* Start Extracted information *

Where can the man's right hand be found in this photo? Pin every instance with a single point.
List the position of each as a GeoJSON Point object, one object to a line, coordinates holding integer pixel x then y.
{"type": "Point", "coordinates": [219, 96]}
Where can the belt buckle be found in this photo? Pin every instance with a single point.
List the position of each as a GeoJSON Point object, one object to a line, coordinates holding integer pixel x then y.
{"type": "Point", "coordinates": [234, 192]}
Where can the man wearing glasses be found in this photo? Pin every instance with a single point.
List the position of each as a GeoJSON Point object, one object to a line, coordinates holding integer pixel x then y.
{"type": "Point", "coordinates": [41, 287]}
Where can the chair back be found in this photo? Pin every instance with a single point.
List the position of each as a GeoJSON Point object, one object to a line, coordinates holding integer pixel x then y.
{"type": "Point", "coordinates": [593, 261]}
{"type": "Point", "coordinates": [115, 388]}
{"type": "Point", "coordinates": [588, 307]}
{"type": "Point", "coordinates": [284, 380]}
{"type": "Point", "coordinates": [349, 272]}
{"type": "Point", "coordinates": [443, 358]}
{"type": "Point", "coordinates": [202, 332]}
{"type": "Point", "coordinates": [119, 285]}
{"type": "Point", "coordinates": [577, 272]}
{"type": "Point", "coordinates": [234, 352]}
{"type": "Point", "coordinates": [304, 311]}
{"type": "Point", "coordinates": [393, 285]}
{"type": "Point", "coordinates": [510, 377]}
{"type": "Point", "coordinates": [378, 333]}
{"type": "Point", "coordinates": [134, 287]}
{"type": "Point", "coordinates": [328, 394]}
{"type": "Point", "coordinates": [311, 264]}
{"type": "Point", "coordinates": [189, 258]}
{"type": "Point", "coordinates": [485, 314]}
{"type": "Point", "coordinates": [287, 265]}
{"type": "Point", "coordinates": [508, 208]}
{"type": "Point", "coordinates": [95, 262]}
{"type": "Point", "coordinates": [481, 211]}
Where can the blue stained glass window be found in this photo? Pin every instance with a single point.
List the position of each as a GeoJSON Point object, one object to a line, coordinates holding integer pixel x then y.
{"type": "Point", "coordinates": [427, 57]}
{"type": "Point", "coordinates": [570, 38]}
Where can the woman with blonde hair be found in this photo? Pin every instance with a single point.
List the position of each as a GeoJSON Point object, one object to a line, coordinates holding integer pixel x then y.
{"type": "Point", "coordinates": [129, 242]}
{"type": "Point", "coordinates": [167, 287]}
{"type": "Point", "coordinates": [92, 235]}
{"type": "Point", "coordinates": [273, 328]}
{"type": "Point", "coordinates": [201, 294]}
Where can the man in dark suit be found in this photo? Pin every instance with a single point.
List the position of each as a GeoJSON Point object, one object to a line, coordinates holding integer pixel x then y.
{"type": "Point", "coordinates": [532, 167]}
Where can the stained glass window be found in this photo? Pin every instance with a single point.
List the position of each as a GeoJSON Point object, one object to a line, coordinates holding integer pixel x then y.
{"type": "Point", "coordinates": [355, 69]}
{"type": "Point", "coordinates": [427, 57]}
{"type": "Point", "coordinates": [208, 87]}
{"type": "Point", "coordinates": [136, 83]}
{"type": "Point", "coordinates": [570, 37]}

* End Extracted information *

In the listing above, find the line containing "Where can the stained" and please quote exactly that line through the last one, and no other lines.

*Result*
Where can the stained glass window be found in this photo? Pin every instance with a single point.
List the position of each as a GeoJSON Point object, one object to a line, coordinates holding integer pixel x then y.
{"type": "Point", "coordinates": [355, 69]}
{"type": "Point", "coordinates": [427, 57]}
{"type": "Point", "coordinates": [208, 87]}
{"type": "Point", "coordinates": [136, 83]}
{"type": "Point", "coordinates": [570, 37]}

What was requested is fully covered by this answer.